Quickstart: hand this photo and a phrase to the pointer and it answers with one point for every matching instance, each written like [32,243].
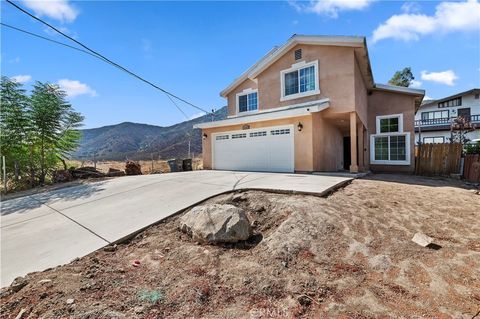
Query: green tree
[14,124]
[402,78]
[55,126]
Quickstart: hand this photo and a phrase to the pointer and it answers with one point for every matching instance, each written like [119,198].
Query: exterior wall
[327,145]
[232,97]
[303,141]
[468,100]
[387,103]
[361,99]
[336,79]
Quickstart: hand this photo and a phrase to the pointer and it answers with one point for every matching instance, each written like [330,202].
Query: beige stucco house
[312,105]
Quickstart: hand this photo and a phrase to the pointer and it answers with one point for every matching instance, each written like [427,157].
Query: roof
[273,55]
[398,89]
[271,114]
[471,91]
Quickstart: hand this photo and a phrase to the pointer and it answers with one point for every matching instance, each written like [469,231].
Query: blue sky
[195,49]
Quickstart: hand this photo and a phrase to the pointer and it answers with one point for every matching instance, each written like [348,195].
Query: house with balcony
[434,118]
[312,105]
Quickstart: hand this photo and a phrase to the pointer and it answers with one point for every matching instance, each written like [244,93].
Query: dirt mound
[347,256]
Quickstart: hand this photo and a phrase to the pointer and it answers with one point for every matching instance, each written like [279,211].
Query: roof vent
[298,54]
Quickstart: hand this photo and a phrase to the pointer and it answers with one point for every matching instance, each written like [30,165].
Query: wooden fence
[471,168]
[438,159]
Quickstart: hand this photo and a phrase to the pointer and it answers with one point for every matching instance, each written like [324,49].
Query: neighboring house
[312,105]
[434,118]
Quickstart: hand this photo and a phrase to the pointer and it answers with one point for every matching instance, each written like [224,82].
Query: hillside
[140,141]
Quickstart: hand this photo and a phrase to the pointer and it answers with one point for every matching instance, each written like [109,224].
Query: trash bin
[187,164]
[175,165]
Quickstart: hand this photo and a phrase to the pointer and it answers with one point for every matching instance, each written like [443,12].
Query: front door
[347,160]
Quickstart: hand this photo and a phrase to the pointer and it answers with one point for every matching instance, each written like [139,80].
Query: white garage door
[269,149]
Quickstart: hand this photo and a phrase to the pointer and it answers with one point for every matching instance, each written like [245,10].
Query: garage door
[269,149]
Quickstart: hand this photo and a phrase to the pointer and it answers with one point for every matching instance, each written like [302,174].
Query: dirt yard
[346,256]
[148,167]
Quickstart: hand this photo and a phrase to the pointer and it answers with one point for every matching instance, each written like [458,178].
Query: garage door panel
[267,149]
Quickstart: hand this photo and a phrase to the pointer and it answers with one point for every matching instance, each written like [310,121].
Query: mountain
[142,141]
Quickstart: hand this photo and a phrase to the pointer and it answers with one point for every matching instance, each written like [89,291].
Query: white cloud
[445,77]
[60,10]
[415,84]
[21,78]
[448,17]
[75,88]
[330,8]
[411,7]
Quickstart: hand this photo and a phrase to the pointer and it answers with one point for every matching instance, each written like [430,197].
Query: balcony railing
[445,121]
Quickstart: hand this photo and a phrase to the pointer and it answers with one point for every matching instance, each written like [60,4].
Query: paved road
[49,229]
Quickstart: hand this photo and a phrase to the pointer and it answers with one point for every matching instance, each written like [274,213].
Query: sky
[196,49]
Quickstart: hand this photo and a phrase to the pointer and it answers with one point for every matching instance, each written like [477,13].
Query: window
[298,54]
[299,81]
[280,132]
[390,145]
[389,125]
[432,140]
[239,135]
[449,103]
[435,115]
[256,134]
[247,102]
[221,137]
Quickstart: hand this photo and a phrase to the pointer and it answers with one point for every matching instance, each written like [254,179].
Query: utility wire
[105,58]
[83,51]
[48,39]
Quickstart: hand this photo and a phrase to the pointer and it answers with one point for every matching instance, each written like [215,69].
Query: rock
[18,284]
[216,223]
[61,176]
[113,172]
[132,168]
[422,239]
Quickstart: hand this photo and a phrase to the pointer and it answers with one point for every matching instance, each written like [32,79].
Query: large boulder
[132,168]
[216,223]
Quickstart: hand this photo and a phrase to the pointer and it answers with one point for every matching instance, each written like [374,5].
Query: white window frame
[246,92]
[388,134]
[400,123]
[297,67]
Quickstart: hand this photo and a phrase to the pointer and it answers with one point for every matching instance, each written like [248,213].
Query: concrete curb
[325,193]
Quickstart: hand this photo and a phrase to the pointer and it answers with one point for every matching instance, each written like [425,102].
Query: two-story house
[434,118]
[312,105]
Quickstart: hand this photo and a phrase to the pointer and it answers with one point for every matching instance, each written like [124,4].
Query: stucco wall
[387,103]
[336,79]
[327,145]
[303,141]
[361,100]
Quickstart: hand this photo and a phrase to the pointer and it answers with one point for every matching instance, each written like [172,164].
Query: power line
[48,39]
[105,58]
[83,51]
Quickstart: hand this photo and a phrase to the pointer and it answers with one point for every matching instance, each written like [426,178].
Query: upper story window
[453,102]
[435,115]
[299,81]
[247,102]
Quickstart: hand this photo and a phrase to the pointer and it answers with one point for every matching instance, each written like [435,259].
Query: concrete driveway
[52,228]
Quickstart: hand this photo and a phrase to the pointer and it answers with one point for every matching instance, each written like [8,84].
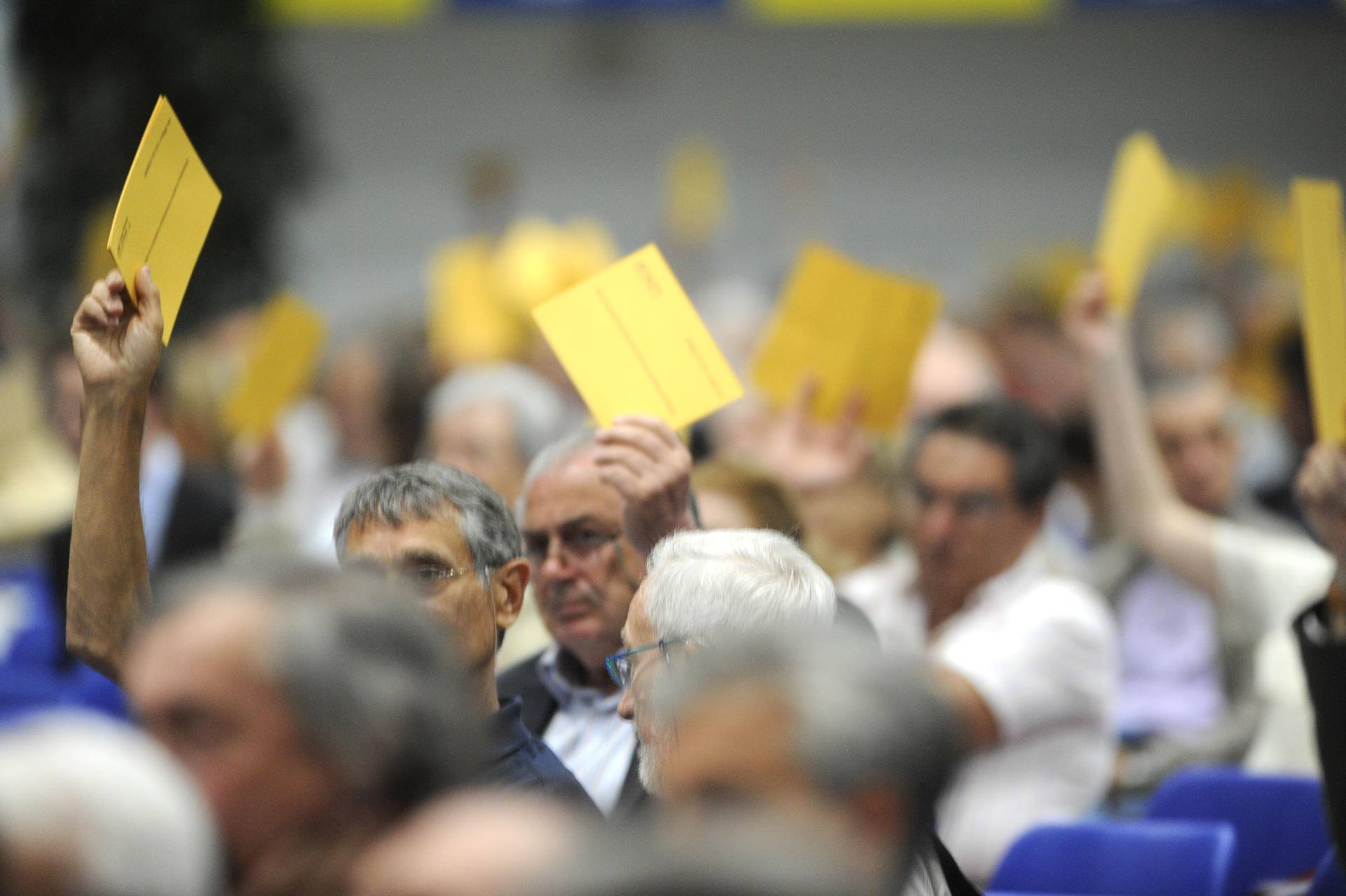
+++
Rewrite every line from the one containing "written like [172,164]." down to the end of the material, scaling only the point coordinates in the answers: multiply each by 1.35 and round to a whole number, with halves rounding up. Leave the pictures out.

**CORRECT RESULT:**
Quickstart: hand this photo and a phrase to the pointer and it answers with one point for every matching instance, each written like [172,164].
Query: power line
[65,53]
[142,78]
[112,69]
Quickstart: hand this photo and a phrase to the pointer and it answers with one point for every matching instance, each written like [426,178].
Query: upper story window
[612,138]
[587,155]
[404,109]
[333,138]
Quickstart: hand this photo and a phrase to the pointer and it answers with one point for every matching instance, each written like [435,259].
Query: concrete driveway
[70,308]
Quickstart: hand this photo and a phrase to the pointer and it answers with one point for every matching instance, each written like [8,84].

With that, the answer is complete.